━━━━━ Task material ━━━━━

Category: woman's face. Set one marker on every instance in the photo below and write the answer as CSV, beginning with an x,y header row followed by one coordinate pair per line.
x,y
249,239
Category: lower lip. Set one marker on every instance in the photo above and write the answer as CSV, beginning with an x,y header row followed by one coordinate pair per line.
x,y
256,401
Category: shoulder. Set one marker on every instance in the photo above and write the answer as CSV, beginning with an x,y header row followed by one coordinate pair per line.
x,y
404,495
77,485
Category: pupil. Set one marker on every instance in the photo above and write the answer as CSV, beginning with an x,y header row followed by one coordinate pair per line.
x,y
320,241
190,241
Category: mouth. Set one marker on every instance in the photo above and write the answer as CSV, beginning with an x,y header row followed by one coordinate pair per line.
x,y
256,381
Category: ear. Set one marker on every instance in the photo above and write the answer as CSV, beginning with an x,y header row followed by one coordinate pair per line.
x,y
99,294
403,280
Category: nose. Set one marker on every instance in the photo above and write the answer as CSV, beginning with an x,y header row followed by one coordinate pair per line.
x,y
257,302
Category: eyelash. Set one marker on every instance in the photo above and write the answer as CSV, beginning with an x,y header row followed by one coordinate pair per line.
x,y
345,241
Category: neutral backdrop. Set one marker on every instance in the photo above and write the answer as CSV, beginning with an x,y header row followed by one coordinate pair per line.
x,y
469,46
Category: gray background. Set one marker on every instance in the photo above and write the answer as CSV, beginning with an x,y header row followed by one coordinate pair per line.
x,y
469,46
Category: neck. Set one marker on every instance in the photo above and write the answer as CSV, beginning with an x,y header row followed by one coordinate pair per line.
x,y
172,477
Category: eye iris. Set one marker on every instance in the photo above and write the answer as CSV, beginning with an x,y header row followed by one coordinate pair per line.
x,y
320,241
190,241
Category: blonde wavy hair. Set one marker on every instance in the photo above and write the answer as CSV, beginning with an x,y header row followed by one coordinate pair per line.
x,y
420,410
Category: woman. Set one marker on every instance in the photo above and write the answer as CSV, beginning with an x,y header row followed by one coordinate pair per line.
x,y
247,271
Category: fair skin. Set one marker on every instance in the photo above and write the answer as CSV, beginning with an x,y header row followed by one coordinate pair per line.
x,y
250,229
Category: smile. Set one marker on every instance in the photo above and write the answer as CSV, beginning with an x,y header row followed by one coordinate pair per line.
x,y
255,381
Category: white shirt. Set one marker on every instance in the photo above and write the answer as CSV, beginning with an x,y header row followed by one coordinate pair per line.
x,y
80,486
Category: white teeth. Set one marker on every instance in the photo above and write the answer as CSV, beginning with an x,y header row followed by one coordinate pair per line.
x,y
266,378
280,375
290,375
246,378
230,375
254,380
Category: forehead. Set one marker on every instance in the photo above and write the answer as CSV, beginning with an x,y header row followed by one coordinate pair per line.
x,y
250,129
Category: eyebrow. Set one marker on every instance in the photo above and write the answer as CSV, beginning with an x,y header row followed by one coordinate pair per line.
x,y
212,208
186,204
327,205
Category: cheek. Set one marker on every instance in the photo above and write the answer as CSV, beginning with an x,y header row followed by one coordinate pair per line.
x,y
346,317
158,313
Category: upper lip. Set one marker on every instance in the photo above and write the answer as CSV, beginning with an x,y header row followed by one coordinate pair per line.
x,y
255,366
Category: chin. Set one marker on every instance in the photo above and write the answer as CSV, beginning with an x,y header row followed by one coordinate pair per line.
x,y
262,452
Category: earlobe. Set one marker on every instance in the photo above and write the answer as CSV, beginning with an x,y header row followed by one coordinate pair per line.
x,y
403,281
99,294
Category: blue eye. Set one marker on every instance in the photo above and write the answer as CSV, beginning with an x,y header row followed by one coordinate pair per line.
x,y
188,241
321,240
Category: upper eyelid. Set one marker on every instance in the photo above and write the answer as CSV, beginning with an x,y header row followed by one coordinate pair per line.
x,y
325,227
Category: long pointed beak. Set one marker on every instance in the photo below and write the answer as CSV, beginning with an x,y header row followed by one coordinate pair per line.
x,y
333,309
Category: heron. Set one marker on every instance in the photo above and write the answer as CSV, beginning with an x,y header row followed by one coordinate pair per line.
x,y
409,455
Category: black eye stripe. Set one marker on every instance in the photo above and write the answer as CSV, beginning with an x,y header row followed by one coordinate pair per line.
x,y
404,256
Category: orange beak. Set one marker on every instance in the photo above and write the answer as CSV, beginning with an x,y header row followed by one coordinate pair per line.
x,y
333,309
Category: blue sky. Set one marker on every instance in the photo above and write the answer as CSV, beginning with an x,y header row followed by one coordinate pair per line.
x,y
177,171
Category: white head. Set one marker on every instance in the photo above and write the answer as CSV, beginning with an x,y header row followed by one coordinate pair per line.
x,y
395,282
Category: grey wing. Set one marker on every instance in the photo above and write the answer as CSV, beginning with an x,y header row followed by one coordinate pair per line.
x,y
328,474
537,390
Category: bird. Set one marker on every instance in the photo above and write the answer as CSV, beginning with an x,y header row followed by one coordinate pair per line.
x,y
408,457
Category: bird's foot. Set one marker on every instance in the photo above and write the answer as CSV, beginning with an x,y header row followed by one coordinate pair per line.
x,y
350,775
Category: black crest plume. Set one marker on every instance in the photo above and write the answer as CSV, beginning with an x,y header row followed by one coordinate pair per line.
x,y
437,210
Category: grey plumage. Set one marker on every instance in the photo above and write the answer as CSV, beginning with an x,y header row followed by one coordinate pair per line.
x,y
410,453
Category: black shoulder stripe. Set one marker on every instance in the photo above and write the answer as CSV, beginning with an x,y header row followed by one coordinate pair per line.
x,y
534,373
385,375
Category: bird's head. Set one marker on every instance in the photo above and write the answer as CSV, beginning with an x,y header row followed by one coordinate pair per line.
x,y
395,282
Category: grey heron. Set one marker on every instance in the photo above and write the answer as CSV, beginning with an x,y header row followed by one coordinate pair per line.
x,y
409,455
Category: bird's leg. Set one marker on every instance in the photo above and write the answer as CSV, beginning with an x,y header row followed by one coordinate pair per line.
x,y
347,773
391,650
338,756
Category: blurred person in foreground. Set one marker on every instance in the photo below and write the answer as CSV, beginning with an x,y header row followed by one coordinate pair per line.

━━━━━

Your task is to reproduce each entry exactly.

▶ **Task result**
Category: woman's face. Set one marker on every instance in the photo below and write the answer as CSV, beginning with an x,y header row followed by one coordinate pair per line.
x,y
249,239
Category: lower lip. Set one marker on every instance in the photo above and write the answer as CSV, beginning with an x,y header row followed by one coordinate pair per line.
x,y
256,401
Category: shoulder. Set one marker on every instance in the photo above and write the answer as CSV, beginning with an x,y header row followed by one coordinate pair per line.
x,y
404,495
77,485
Category: pupil. Set one marker on every instance in the photo above and write the answer as CSV, beginning with an x,y header row followed by one coordinate pair per line.
x,y
320,241
190,241
Category: mouth. Set one marker on every instance in the photo above and write the answer as CSV, beginning with an x,y header row followed by one coordinate pair per line.
x,y
256,381
Category: ear. Set one marker on every instance in the photo above and write the answer as CSV, beginning with an x,y header row followed by one coordinate pair per line.
x,y
99,294
403,280
Category: nose. Set one marker on every instance in the photo above and write the answer as CSV, beginning with an x,y header row followed by one coordinate pair per line.
x,y
257,302
Category: eyelash. Set one marker on every instance in the photo above and write the answer as CSV, beginning with an x,y header row followed by one coordinate pair per line.
x,y
345,241
Category: neutral backdrop. Set one marker on every instance in the photo above and write the answer as CSV, beginning with an x,y header row followed by one coordinate pair per line.
x,y
469,46
Category: gray background. Set one marker on every instance in the photo above and write the answer as CSV, beginning with an x,y header row followed by one coordinate pair per line.
x,y
469,46
Category: neck. Set one marker on every instance in the photo above and write the answer as CSV, beginning with an x,y header row followed by one coordinate pair per line.
x,y
172,477
Category: eye iris. Set one marker on every instance in the photo above and write the answer as CSV, beginning with an x,y header row followed by one coordinate pair per line.
x,y
320,241
190,241
Category: blonde wavy hair. Set one marker on every instance in the photo above and write the answer as CSV, beginning with an x,y header row followed by one coordinate pair per line.
x,y
420,410
Category: woman. Set one marker on every instance in the photo above and write the answer as CSV, beginning with an x,y header row followed by one coordinate pair per line.
x,y
247,271
Category: fair skin. Set one marker on every instance in the photo above and write the answer as CSV, beginning with an x,y header row followed by one coordinate pair per line.
x,y
250,229
Category: smile. Set one marker on every instance in the photo above and write the answer as CSV, beginning with an x,y header row followed by one coordinate pair per line.
x,y
255,381
Category: white shirt. Set one marker on every instance in the photo above and write the answer as CSV, beginning with an x,y header row followed by one coordinate pair per line.
x,y
80,486
Category: white teeth. Set one marker on every instance in the photo above and write the answer as CSV, beginning with an x,y header row followed by one coordinate pair per line.
x,y
266,378
280,375
290,375
246,378
230,375
254,380
Category: forehead. Set one marker on every instance in the photo above and write the answer as CSV, beginning with an x,y header row followed by one coordinate pair per line.
x,y
250,129
Category: eyebrow. Set one marker on every instance in the photo above and write the answer as CSV, beginning with an x,y header row followed by one coordinate pair per line.
x,y
212,208
186,204
327,205
Category: cheek. Set one marker on every instance in the photo above and write the answer as CSV, beginning with an x,y header row followed by one coordinate pair per line.
x,y
346,317
158,313
Category: upper lip. Set one marker on every instance in the photo above and write the answer as CSV, beginning with an x,y header row followed by one coordinate pair per line.
x,y
255,366
Category: chin. Set one marker on every instance in the photo above and write the answer as CSV, beginning with an x,y header row followed by one coordinate pair per line.
x,y
262,452
Category: earlobe. Set one marker on every instance in the photo above and write the answer as CSV, beginning with an x,y header row followed by one coordinate pair per line.
x,y
403,281
99,294
Category: blue eye. Set one marker on every instance in the photo above and write the answer as CSV, beginning with an x,y header row followed by one coordinate pair per line.
x,y
188,241
321,240
Category: upper eyelid. Set one marker on every instance in the photo above and write the answer as CSV, beginning with an x,y header row followed by one coordinate pair per line.
x,y
325,227
Category: long pointed beak. Set one marker on every instance in the photo below and write the answer as CSV, beginning with an x,y header row followed by one coordinate pair per line.
x,y
333,309
Category: heron. Set one marker on every instance in the photo above and write the answer as CSV, beginning with an x,y header row followed by one coordinate pair per line.
x,y
409,455
Category: black eye stripe. Set one marker on every instance in the photo above and write the answer as CSV, beginning with an x,y header row followed by one coordinate pair per line.
x,y
404,256
Category: orange beak. Set one marker on every instance in the photo above and write the answer as CSV, beginning with an x,y header row followed by one coordinate pair per line.
x,y
333,309
Category: blue sky. Set one marker on every instance in the photo above and write the answer as CSV, beginning with an x,y header row followed by one coordinate pair per line.
x,y
177,171
Category: white head. Set one marker on every instance in the photo above and write the answer as CSV, beginning with an x,y header row followed by one coordinate pair per line.
x,y
395,282
Category: grey wing. Set one marker on every instance in the photo above and write the answer as CSV, beginning with an x,y header row followed by one coordinate pair per line.
x,y
328,474
537,390
Category: bird. Set one marker on every instance in the photo above and write the answer as CSV, beginning with an x,y header row followed by one coordinate pair per line.
x,y
408,457
Category: bird's foot. Set one marker on every instance in the photo above and write the answer as CSV, beginning with an x,y header row followed by one coordinate pair per line.
x,y
350,775
Category: black crest plume. Set one marker on every instance in the photo above and write the answer as CSV, beginning with an x,y header row followed by one coordinate pair per line.
x,y
437,210
Category: grey plumage. Set one marker on every instance in the photo above and write the answer as CSV, beginning with an x,y header row followed by one coordinate pair per line.
x,y
410,453
Category: black shoulder stripe. Set one marker on every instance in the photo above and write the answer as CSV, beginning with an x,y header row followed by one coordinate pair per line.
x,y
534,373
385,375
Category: bird's head. Set one marker on every instance in the photo above and write the answer as CSV, beginning with an x,y header row followed by one coordinate pair per line.
x,y
395,282
Category: grey heron. Set one marker on every instance in the photo above and write the answer as CSV, beginning with an x,y header row followed by one coordinate pair per line.
x,y
409,455
Category: bird's leg. Set one marker on every instance in the photo above and write the answer as CSV, beginning with an x,y header row followed by one coordinate pair per line.
x,y
347,773
391,650
338,756
Category: blurred person in foreground. Set one marker on every instance in the photo below and write the answer as CSV, beginning with an x,y header row followed by one coordinate pair per line.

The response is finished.